Fetö Amerikan Karşıtlığının Terbiyecisi Oldu

İlahiyat profesörü Mustafa Öztürk, FETÖ için ilk ‘Haşhaşi’ benzetmesini yapan ilk isim. Verdiği zararın görünen ve bilinenin çok ötesinde olduğuna inanıyor. Öztürk ile dini klişelere sığınmadan düz bir röportaj yaptık. Umarım sonrası için yol gösterici olur.*

 

Cemaatin din anlayışı temel hatlarıyla nasıl tarif edilebilir? Hiçbir dinî ıstılaha sahip olmayan birisine onları nasıl anlatırız? Neden Haşhaşi diyorsunuz?

* **Gösterilen Bilgiler**:
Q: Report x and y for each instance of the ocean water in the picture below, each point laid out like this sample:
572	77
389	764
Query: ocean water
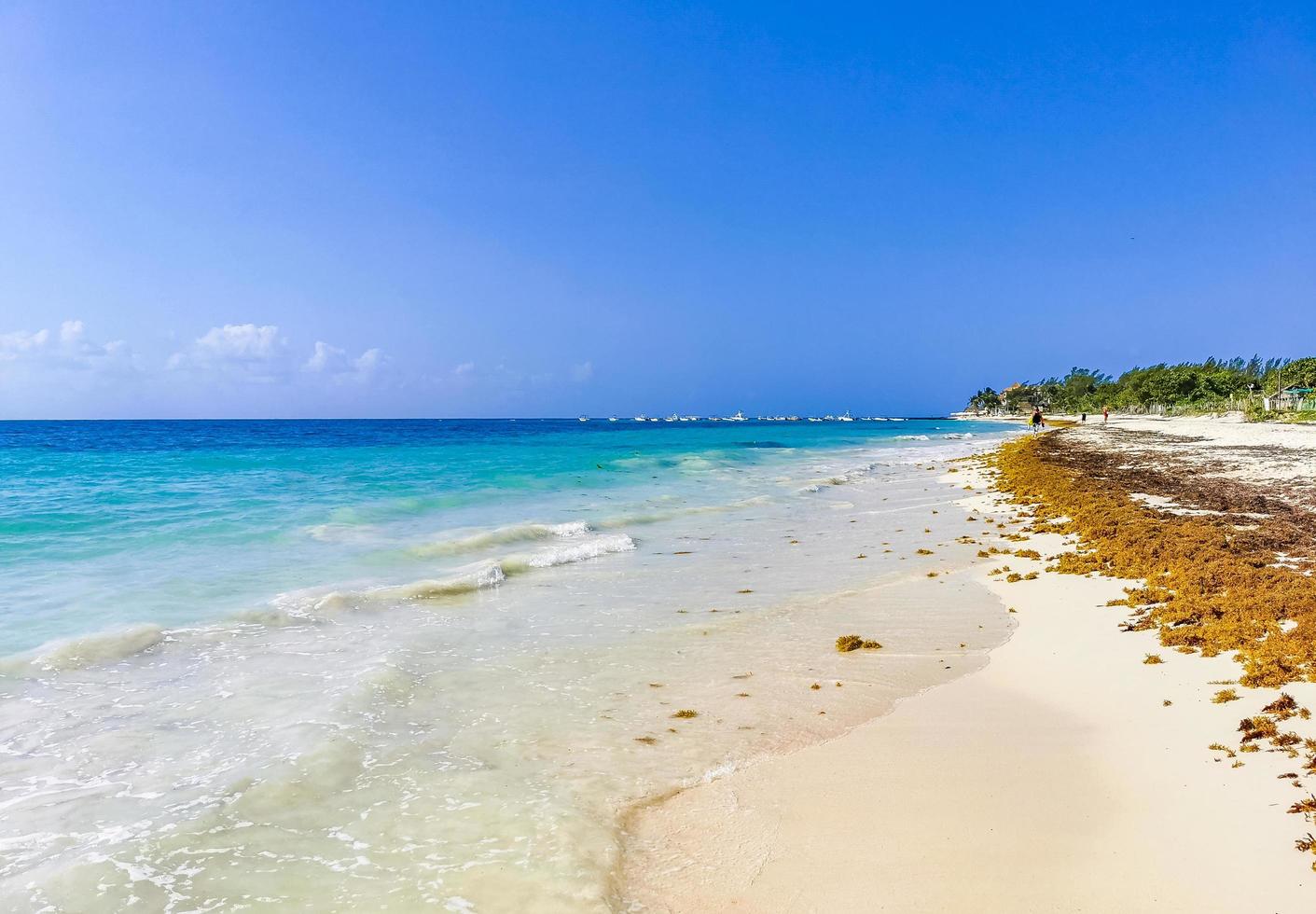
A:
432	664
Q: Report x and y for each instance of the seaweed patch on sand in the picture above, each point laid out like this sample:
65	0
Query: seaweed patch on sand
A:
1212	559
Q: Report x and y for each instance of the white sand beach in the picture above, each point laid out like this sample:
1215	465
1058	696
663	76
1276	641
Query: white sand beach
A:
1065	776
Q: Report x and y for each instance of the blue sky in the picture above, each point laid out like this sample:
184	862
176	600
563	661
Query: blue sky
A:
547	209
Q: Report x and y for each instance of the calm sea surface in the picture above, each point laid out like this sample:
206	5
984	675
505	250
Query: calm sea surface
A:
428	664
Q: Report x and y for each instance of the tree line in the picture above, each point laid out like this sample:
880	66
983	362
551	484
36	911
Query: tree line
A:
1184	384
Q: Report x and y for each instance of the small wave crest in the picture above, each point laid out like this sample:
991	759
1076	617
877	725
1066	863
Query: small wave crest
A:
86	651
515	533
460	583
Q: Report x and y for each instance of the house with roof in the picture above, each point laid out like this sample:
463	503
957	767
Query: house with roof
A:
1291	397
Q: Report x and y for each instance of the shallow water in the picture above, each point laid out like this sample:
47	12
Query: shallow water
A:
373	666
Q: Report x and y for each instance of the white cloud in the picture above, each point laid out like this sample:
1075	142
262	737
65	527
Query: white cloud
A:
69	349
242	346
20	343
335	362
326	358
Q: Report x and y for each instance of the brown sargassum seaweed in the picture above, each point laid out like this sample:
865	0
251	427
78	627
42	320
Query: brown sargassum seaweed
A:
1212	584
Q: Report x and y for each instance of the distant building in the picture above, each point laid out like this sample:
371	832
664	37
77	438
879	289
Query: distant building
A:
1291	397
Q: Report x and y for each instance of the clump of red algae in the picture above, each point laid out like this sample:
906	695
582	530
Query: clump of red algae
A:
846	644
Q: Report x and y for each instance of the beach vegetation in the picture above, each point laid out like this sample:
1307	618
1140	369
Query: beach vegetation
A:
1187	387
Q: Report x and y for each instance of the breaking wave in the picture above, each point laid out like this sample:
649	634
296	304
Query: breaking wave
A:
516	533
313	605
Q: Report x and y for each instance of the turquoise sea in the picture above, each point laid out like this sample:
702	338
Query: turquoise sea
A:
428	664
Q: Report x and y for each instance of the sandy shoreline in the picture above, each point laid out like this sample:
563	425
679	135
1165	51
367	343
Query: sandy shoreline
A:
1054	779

* **Hedefler**:
(1) Verilen metne göre FETÖ için ilk "Haşhaşi" benzetmesini kim yapmıştır?
(2) Verilen metinde "İlahiyat profesörü Mustafa" ifadesinden "Neden Haşhaşi diyorsunuz?" ifadesine kadar olan kısmı aynen aktarın.

* **Çözümler**:
(1) İlahiyat profesörü Mustafa Öztürk.

(2)
İlahiyat profesörü Mustafa Öztürk, FETÖ için ilk ‘Haşhaşi’ benzetmesini yapan ilk isim. Verdiği zararın görünen ve bilinenin çok ötesinde olduğuna inanıyor. Öztürk ile dini klişelere sığınmadan düz bir röportaj yaptık. Umarım sonrası için yol gösterici olur.*

 

Cemaatin din anlayışı temel hatlarıyla nasıl tarif edilebilir? Hiçbir dinî ıstılaha sahip olmayan birisine onları nasıl anlatırız? Neden Haşhaşi diyorsunuz?